**PROBLEM TO WORK ON:** Say how many lines in the listing below contain the word "dark". Give the number alone.
◇ ◇ ◇ ◇ ◇ ◇ ◇
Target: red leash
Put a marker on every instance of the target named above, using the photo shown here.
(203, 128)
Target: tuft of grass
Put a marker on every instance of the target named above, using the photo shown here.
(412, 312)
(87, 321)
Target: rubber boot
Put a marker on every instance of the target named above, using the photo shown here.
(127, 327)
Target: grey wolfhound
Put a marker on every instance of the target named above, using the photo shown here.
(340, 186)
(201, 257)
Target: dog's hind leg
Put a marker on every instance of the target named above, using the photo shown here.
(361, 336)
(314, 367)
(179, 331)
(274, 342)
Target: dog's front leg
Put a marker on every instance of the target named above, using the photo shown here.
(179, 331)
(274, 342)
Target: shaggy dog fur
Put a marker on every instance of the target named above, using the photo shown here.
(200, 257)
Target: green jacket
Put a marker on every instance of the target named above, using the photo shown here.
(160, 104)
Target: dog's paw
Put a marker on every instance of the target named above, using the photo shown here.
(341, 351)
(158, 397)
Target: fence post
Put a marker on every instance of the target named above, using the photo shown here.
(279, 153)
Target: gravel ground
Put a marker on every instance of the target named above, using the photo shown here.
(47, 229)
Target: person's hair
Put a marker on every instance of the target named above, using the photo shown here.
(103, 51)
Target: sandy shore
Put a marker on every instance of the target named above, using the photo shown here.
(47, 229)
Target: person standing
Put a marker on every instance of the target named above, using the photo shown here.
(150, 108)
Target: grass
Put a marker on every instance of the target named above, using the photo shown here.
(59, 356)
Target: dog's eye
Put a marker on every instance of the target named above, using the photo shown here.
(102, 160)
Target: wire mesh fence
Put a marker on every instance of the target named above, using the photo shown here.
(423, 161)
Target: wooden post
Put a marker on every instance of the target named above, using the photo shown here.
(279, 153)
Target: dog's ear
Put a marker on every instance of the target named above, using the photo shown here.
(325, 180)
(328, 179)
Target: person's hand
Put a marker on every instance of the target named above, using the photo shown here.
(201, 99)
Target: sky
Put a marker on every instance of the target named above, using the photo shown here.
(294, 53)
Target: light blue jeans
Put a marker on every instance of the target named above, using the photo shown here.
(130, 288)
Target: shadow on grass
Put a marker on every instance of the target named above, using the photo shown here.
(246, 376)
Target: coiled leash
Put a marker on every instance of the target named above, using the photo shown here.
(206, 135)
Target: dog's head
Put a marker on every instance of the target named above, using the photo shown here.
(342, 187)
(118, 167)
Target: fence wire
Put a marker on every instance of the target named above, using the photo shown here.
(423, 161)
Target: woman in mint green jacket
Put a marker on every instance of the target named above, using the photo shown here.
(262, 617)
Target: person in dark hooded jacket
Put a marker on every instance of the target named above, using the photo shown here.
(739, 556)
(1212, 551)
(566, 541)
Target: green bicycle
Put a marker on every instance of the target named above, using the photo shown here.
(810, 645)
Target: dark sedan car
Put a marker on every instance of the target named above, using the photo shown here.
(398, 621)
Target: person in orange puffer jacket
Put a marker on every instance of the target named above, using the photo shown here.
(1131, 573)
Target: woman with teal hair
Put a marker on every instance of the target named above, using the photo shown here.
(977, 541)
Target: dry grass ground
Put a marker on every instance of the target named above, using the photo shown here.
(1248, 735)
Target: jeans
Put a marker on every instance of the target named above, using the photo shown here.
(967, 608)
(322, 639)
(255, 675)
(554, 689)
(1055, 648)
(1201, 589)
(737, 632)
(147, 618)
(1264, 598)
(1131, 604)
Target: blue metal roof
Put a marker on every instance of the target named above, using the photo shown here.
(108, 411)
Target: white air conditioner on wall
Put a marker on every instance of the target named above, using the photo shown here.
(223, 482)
◇ ◇ ◇ ◇ ◇ ◇ ◇
**ANSWER BELOW:** 2